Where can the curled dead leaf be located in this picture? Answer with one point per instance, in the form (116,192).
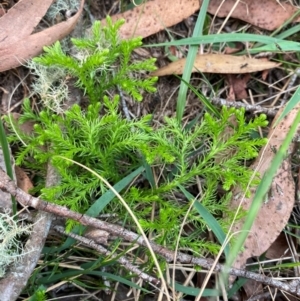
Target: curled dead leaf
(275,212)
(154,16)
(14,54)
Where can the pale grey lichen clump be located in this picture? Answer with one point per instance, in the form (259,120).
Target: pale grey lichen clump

--

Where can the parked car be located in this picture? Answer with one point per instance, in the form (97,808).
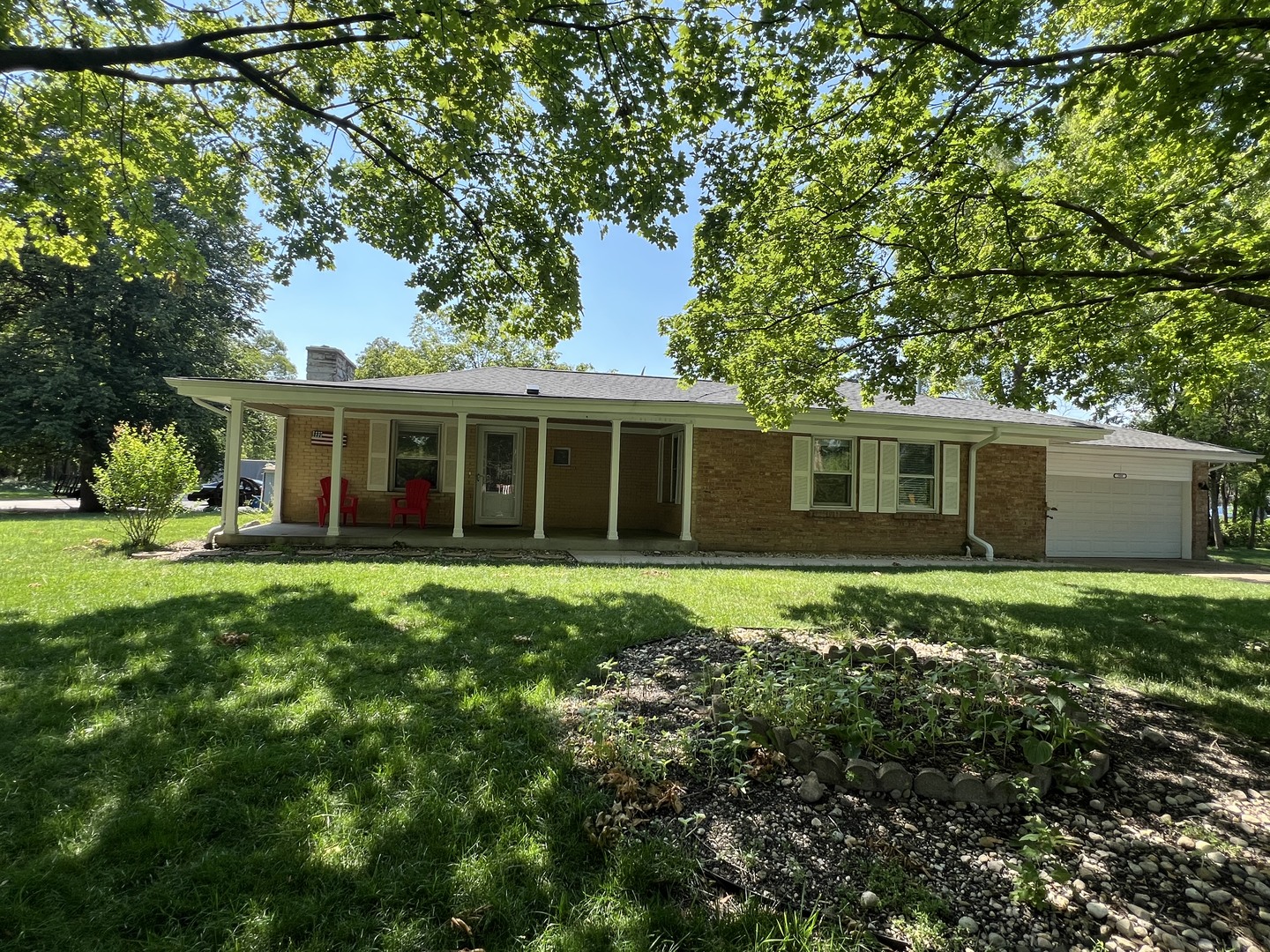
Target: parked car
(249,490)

Brief:
Within the data above, repeat exactly the lines from the one bearing "Where can the curled" through the one bearing "Target: pale grey lichen clump". Include no pictures and nothing else.

Expected answer:
Where can the curled dead leaf be located in this picture? Answer with one point per instance, in the form (116,192).
Target: curled dead leaf
(275,212)
(154,16)
(14,54)
Where can the pale grey lichen clump be located in this picture? Answer with one point per instance, in the form (259,120).
Target: pale grey lichen clump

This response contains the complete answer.